Could you write out the records below exactly as they appear?

───── Input material ─────

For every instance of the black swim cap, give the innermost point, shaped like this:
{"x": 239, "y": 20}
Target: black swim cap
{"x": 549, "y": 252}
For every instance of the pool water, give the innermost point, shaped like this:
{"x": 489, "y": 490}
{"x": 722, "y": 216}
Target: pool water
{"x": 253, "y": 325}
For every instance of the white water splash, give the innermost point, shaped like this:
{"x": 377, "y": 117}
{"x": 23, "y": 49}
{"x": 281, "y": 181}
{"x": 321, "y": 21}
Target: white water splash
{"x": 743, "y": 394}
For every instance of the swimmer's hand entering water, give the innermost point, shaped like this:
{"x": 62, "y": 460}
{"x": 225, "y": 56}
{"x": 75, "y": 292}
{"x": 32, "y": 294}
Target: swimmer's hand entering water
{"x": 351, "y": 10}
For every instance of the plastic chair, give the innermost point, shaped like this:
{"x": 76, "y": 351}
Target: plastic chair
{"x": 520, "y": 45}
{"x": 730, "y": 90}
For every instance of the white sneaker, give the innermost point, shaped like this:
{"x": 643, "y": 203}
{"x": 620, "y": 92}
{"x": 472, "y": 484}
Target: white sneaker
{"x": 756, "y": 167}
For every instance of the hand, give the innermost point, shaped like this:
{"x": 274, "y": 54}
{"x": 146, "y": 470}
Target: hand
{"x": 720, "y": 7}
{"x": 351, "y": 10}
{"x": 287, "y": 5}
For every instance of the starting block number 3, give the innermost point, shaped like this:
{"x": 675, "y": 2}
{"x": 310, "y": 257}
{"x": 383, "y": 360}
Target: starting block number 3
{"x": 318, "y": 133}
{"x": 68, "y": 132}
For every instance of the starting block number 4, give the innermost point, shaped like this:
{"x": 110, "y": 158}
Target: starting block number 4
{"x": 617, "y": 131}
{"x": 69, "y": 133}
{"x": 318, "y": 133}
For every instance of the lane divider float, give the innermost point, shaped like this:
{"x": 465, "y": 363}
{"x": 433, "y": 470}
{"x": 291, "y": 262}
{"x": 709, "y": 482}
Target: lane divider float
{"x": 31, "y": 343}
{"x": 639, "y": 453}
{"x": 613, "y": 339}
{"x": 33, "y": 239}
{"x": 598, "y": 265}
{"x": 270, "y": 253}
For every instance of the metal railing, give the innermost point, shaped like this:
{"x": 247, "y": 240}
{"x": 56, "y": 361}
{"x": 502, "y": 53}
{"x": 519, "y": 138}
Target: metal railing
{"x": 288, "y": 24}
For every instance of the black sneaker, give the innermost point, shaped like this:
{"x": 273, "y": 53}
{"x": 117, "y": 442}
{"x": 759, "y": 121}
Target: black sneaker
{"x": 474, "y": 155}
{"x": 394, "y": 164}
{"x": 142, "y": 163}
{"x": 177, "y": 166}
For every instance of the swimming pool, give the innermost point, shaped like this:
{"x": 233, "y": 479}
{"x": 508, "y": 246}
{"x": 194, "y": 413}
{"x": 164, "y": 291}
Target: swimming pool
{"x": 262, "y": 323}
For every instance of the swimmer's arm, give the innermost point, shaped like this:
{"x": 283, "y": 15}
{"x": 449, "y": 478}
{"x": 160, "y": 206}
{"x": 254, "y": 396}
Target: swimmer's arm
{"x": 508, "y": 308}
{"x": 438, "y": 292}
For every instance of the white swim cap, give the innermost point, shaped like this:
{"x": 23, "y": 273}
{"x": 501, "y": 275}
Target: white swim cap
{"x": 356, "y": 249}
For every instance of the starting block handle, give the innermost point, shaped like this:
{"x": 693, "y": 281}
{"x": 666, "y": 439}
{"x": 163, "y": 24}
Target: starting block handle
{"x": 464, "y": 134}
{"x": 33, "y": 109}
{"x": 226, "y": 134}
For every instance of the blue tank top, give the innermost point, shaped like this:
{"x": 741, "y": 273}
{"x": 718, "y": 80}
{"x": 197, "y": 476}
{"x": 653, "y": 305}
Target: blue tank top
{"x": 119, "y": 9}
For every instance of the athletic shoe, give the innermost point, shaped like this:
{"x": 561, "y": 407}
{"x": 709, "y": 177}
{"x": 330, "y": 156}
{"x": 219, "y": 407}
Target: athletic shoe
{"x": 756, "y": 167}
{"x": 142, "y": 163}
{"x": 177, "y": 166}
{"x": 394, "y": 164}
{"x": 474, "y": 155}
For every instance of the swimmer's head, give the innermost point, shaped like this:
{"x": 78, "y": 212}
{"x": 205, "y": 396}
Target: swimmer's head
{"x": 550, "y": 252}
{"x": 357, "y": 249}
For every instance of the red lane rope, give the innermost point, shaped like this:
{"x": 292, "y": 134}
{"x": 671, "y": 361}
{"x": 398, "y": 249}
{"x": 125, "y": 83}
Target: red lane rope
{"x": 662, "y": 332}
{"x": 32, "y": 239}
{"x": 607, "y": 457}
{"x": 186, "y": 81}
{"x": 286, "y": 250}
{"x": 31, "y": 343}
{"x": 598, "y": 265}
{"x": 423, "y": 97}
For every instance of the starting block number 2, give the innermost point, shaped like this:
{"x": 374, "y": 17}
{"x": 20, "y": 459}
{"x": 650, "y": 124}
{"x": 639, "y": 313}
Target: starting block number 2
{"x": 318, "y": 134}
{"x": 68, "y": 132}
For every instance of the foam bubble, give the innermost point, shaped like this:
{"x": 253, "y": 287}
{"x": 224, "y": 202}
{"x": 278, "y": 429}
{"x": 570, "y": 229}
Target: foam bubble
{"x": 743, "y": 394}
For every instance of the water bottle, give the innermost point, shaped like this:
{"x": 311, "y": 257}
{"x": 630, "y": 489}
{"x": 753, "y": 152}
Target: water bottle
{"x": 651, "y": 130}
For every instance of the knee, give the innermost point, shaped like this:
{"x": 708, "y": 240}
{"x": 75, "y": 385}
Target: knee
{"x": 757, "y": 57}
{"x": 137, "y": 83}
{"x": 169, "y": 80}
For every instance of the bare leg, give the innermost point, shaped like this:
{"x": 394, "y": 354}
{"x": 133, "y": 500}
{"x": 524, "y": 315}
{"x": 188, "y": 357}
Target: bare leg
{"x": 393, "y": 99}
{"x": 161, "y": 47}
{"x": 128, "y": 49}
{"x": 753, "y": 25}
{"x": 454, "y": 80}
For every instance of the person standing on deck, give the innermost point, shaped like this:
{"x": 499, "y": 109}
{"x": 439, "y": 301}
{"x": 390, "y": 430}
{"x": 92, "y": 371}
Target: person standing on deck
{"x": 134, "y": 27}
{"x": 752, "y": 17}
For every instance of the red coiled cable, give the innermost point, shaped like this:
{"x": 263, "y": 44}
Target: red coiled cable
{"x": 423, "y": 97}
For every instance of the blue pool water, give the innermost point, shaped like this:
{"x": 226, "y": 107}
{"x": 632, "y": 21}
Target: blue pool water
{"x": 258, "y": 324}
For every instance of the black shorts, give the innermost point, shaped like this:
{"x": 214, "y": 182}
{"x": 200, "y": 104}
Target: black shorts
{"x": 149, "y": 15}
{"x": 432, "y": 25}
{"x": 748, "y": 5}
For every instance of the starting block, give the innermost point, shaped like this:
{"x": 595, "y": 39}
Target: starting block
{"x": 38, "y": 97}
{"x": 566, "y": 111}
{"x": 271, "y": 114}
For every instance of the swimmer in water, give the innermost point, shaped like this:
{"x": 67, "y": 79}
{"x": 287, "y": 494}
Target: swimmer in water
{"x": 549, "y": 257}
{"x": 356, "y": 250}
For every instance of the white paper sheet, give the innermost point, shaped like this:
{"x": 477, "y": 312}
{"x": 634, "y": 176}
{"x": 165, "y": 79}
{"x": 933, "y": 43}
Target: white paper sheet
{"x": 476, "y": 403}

─────

**The completed task**
For every instance of the black swim cap, give the innermost point, shaped like this:
{"x": 239, "y": 20}
Target: black swim cap
{"x": 549, "y": 252}
For every instance of the pool water, give the innermost point, shaped like this:
{"x": 489, "y": 490}
{"x": 722, "y": 216}
Target: pool water
{"x": 253, "y": 325}
For every instance of the white water splash, give the innermost point, shaped like this:
{"x": 377, "y": 117}
{"x": 23, "y": 49}
{"x": 281, "y": 181}
{"x": 321, "y": 21}
Target: white water splash
{"x": 743, "y": 394}
For every instance of the swimmer's hand entering water, give the innermost point, shaped like this:
{"x": 62, "y": 460}
{"x": 225, "y": 56}
{"x": 75, "y": 292}
{"x": 32, "y": 294}
Target: swimmer's hand entering water
{"x": 351, "y": 10}
For every instance of the plastic chair, give the innermost point, shaped like this:
{"x": 76, "y": 351}
Target: plastic chair
{"x": 520, "y": 45}
{"x": 730, "y": 90}
For every instance of the white sneaker, give the innermost point, shaped like this:
{"x": 643, "y": 203}
{"x": 620, "y": 92}
{"x": 472, "y": 484}
Target: white sneaker
{"x": 756, "y": 167}
For every instance of the hand, give the innermost point, shaped like this:
{"x": 274, "y": 54}
{"x": 146, "y": 470}
Target: hand
{"x": 720, "y": 7}
{"x": 351, "y": 10}
{"x": 287, "y": 5}
For every instance of the starting block number 3, give the innermost point, shaped like this:
{"x": 675, "y": 2}
{"x": 310, "y": 257}
{"x": 383, "y": 360}
Target: starting block number 3
{"x": 318, "y": 133}
{"x": 68, "y": 132}
For every instance of the starting block number 4, give the innermost point, shaped like this:
{"x": 110, "y": 158}
Target: starting block number 4
{"x": 617, "y": 131}
{"x": 69, "y": 133}
{"x": 318, "y": 133}
For every instance of the lane divider float, give the innermost point, shaped like this:
{"x": 465, "y": 363}
{"x": 433, "y": 470}
{"x": 291, "y": 262}
{"x": 709, "y": 482}
Target: lane divider float
{"x": 31, "y": 343}
{"x": 639, "y": 453}
{"x": 613, "y": 339}
{"x": 33, "y": 239}
{"x": 598, "y": 265}
{"x": 270, "y": 253}
For every instance of the metal railing, give the innermost point, shaped like this:
{"x": 247, "y": 240}
{"x": 56, "y": 361}
{"x": 502, "y": 53}
{"x": 519, "y": 138}
Target: metal railing
{"x": 288, "y": 24}
For every instance of the black sneaker, give the innermost point, shaped like this:
{"x": 273, "y": 53}
{"x": 117, "y": 442}
{"x": 759, "y": 121}
Target: black sneaker
{"x": 474, "y": 155}
{"x": 394, "y": 164}
{"x": 142, "y": 163}
{"x": 177, "y": 166}
For every instance of the swimming pool, give the innermost point, shaped like this:
{"x": 233, "y": 479}
{"x": 508, "y": 246}
{"x": 194, "y": 413}
{"x": 164, "y": 291}
Target: swimming pool
{"x": 262, "y": 323}
For every instance of the swimmer's arm, give the innermost point, shaped like this:
{"x": 283, "y": 15}
{"x": 449, "y": 478}
{"x": 160, "y": 206}
{"x": 254, "y": 396}
Target: swimmer's arm
{"x": 508, "y": 308}
{"x": 438, "y": 292}
For every instance of the white swim cap, give the innermost point, shaped like this:
{"x": 23, "y": 273}
{"x": 501, "y": 275}
Target: white swim cap
{"x": 356, "y": 249}
For every instance of the starting block handle, give the innermost point, shaped like this:
{"x": 693, "y": 281}
{"x": 666, "y": 439}
{"x": 163, "y": 24}
Target: starting block handle
{"x": 464, "y": 134}
{"x": 33, "y": 109}
{"x": 226, "y": 134}
For every instance of the blue tank top, give the innermost point, shaped like this:
{"x": 741, "y": 273}
{"x": 718, "y": 80}
{"x": 197, "y": 476}
{"x": 653, "y": 305}
Target: blue tank top
{"x": 119, "y": 9}
For every instance of the athletic shoe, give the innermost point, shaped like this:
{"x": 561, "y": 407}
{"x": 709, "y": 177}
{"x": 330, "y": 156}
{"x": 219, "y": 407}
Target: athletic shoe
{"x": 756, "y": 167}
{"x": 142, "y": 163}
{"x": 177, "y": 166}
{"x": 394, "y": 164}
{"x": 474, "y": 155}
For every instance of the swimmer's head, give the innermost point, shaped like this:
{"x": 78, "y": 212}
{"x": 205, "y": 396}
Target: swimmer's head
{"x": 550, "y": 252}
{"x": 357, "y": 249}
For every instance of the red lane rope, give the innermost point, shaped like this:
{"x": 292, "y": 134}
{"x": 671, "y": 361}
{"x": 398, "y": 249}
{"x": 125, "y": 83}
Target: red lane rope
{"x": 662, "y": 332}
{"x": 32, "y": 239}
{"x": 607, "y": 457}
{"x": 186, "y": 81}
{"x": 286, "y": 250}
{"x": 31, "y": 343}
{"x": 598, "y": 265}
{"x": 423, "y": 97}
For every instance of the starting block number 2, give the innermost point, shaped like this:
{"x": 374, "y": 17}
{"x": 20, "y": 459}
{"x": 650, "y": 124}
{"x": 639, "y": 313}
Target: starting block number 2
{"x": 318, "y": 134}
{"x": 68, "y": 132}
For every instance of the foam bubble, give the innermost point, shaped like this:
{"x": 253, "y": 287}
{"x": 224, "y": 202}
{"x": 278, "y": 429}
{"x": 570, "y": 229}
Target: foam bubble
{"x": 743, "y": 394}
For every instance of the water bottle, give the innermost point, shaped like this:
{"x": 311, "y": 257}
{"x": 630, "y": 489}
{"x": 753, "y": 152}
Target: water bottle
{"x": 651, "y": 130}
For every instance of the knee, give the innermost point, shaped like this:
{"x": 708, "y": 240}
{"x": 75, "y": 385}
Target: knee
{"x": 757, "y": 57}
{"x": 137, "y": 83}
{"x": 169, "y": 80}
For every instance of the bare leg, give the innermost point, shaped like this:
{"x": 394, "y": 354}
{"x": 133, "y": 500}
{"x": 524, "y": 315}
{"x": 188, "y": 357}
Target: bare leg
{"x": 393, "y": 99}
{"x": 161, "y": 47}
{"x": 128, "y": 49}
{"x": 753, "y": 25}
{"x": 454, "y": 80}
For every instance of the person standing on deck, give the innermost point, shaped like this:
{"x": 499, "y": 109}
{"x": 439, "y": 301}
{"x": 390, "y": 430}
{"x": 92, "y": 371}
Target: person standing on deck
{"x": 134, "y": 27}
{"x": 752, "y": 17}
For every instance of the red coiled cable, give the innermost point, shaped like this:
{"x": 263, "y": 44}
Target: red coiled cable
{"x": 423, "y": 97}
For every instance of the blue pool water, give the innermost point, shaped like this:
{"x": 226, "y": 107}
{"x": 632, "y": 21}
Target: blue pool water
{"x": 258, "y": 324}
For every instance of the black shorts, give the innermost point, shaped like this:
{"x": 214, "y": 182}
{"x": 200, "y": 104}
Target: black shorts
{"x": 149, "y": 15}
{"x": 432, "y": 25}
{"x": 748, "y": 5}
For every instance of the starting block, give the innermost point, shaped like this:
{"x": 595, "y": 39}
Target: starting block
{"x": 38, "y": 97}
{"x": 566, "y": 111}
{"x": 271, "y": 114}
For every instance of the swimmer in water, give the innermost point, shaped like this:
{"x": 67, "y": 79}
{"x": 287, "y": 494}
Target: swimmer in water
{"x": 549, "y": 257}
{"x": 356, "y": 250}
For every instance of the white paper sheet, give the innermost point, shaped like this:
{"x": 477, "y": 312}
{"x": 634, "y": 176}
{"x": 165, "y": 79}
{"x": 933, "y": 43}
Target: white paper sheet
{"x": 476, "y": 403}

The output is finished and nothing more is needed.